**Что требуется:**
Выведите исходный документ полностью, без единого изменения в словах и знаках препинания.

КНИЖНЫЙ РАЗВАЛ
Опубликовано в журнале Дружба Народов, номер 6, 2000
Леонид Костюков
Посторонние соображения
Вот сборник “Genius loсi”, изданный по итогам фестиваля поэзии в Москве—Петербурге 1998 года. Как всегда, материалы сборника неравноценны, и их неравноценность является сильнейшим впечатлением. Тут обыкновенно располагается некая стрелка: критик-оптимист фокусирует
взор на удачах и сильных местах, скептик же долго и остроумно полощет перед читателем поэтические нечистоты. Веселее читать скептика, конструктивнее же оптимиста: по его наводке можно и стихи полистать. Но у меня сейчас возникают соображения как бы посторонние, боковые. Давайте попробуем, отталкиваясь от упомянутого сборника, поговорить о поэзии как таковой, а уж за здравие или за упокой получится разговор, не будем определять заранее.

**Предоставленные данные:**
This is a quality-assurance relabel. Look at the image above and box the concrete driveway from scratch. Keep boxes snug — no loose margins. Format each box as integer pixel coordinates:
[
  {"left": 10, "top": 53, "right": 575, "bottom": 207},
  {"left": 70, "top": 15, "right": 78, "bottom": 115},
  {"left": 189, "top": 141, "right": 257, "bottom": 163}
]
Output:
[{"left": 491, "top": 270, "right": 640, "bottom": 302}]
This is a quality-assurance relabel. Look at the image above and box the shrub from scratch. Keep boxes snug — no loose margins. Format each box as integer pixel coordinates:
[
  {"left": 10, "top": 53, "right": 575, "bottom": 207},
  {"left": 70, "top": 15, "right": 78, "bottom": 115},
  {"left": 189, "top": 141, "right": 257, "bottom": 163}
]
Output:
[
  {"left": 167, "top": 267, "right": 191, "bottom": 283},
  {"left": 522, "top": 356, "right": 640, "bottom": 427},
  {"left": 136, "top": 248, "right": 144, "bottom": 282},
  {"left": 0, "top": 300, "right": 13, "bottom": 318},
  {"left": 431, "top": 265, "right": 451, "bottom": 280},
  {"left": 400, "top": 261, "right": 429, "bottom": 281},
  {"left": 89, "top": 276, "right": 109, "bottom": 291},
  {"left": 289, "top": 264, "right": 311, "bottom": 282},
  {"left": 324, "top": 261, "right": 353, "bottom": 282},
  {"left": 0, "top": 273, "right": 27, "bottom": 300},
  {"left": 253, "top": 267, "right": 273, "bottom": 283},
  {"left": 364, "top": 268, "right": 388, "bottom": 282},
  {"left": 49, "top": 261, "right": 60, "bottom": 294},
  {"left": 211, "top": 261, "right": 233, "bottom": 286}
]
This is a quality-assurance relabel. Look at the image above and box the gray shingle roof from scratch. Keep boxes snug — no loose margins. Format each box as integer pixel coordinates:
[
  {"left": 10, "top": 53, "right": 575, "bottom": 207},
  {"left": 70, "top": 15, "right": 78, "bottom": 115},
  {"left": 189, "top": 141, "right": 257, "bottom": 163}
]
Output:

**Решение задания:**
КНИЖНЫЙ РАЗВАЛ
Опубликовано в журнале Дружба Народов, номер 6, 2000
Леонид Костюков
Посторонние соображения
Вот сборник “Genius loсi”, изданный по итогам фестиваля поэзии в Москве—Петербурге 1998 года. Как всегда, материалы сборника неравноценны, и их неравноценность является сильнейшим впечатлением. Тут обыкновенно располагается некая стрелка: критик-оптимист фокусирует
взор на удачах и сильных местах, скептик же долго и остроумно полощет перед читателем поэтические нечистоты. Веселее читать скептика, конструктивнее же оптимиста: по его наводке можно и стихи полистать. Но у меня сейчас возникают соображения как бы посторонние, боковые. Давайте попробуем, отталкиваясь от упомянутого сборника, поговорить о поэзии как таковой, а уж за здравие или за упокой получится разговор, не будем определять заранее.